(Collection entries)
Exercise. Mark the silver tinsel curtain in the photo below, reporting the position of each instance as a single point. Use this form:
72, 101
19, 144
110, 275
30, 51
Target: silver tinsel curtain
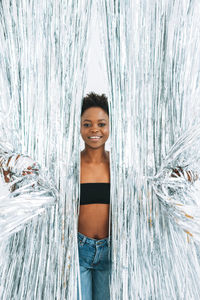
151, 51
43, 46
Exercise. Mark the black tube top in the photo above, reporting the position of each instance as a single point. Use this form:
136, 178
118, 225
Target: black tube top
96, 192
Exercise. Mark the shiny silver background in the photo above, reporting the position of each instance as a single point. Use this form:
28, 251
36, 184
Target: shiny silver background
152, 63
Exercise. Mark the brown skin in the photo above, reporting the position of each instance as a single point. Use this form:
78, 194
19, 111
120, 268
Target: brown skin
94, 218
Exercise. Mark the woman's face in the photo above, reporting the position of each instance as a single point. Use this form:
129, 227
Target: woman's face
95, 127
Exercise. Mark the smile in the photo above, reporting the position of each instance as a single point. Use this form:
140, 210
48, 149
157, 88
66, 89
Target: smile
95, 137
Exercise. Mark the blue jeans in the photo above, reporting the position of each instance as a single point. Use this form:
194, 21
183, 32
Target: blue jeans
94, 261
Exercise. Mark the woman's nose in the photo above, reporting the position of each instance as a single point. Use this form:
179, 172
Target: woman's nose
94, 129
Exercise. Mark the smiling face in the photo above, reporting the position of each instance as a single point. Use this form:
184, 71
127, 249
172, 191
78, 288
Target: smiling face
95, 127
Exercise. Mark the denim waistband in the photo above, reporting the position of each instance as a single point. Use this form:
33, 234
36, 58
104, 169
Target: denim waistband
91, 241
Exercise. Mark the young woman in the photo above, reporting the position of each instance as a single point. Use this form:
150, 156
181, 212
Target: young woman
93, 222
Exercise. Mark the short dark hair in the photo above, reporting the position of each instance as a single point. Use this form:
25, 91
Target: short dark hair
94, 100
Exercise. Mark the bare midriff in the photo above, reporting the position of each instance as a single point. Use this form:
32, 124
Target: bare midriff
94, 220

Exercise details – Please write the data out again exactly, but do not carry over the pictures.

Solution –
Exercise. Mark the silver tinsel curtain in the photo below, reporting the position of each instance as a single point. Use this form:
72, 101
19, 144
110, 275
30, 51
Target: silver tinsel curtain
151, 51
43, 46
Exercise. Mark the black tube top in the photo above, reporting the position of each instance as a single point. Use this form:
136, 178
118, 225
Target: black tube top
96, 192
Exercise. Mark the shiny silver background in the photo above, reporting the position of each instance as a single point. Use this form:
28, 251
36, 184
Target: shiny silver background
152, 63
Exercise. Mark the brown skin in the photo above, reporting the position of each instance as a single point. Use this form:
78, 194
19, 111
120, 268
Target: brown skin
94, 218
Exercise. Mark the woman's face in the photo above, reporting the position of each instance as a single point. Use this form:
129, 227
Target: woman's face
95, 127
Exercise. Mark the smile in the photo above, reporting the position of each instance as a single point. Use this form:
140, 210
48, 149
157, 88
66, 89
Target: smile
95, 137
Exercise. Mark the blue jeans in the photo above, reporting the position of each instance as a single point. Use this form:
194, 21
183, 32
Target: blue jeans
94, 261
Exercise. Mark the woman's nose in the photo above, reporting the position of each instance as a single point. Use this form:
179, 172
Target: woman's nose
94, 129
Exercise. Mark the smiling face in the photo above, reporting the position of each instance as a single point. Use this form:
184, 71
127, 249
172, 191
78, 288
Target: smiling face
95, 127
Exercise. Mark the denim waistband in the photo above, reporting the position of each instance as a single point. Use this form:
33, 234
36, 58
104, 169
Target: denim waistband
91, 241
Exercise. Mark the young woman in the photo above, reporting the position of each instance as a single point. Use this form:
150, 156
181, 212
Target: young woman
93, 222
Exercise. Mark the short dark hair in the photo above, reporting the position of each instance as a single point. Use this form:
25, 91
Target: short dark hair
94, 100
Exercise. Mark the bare midriff in the photo above, reporting the position of each instance as a single point. Use this form:
32, 124
Target: bare midriff
94, 220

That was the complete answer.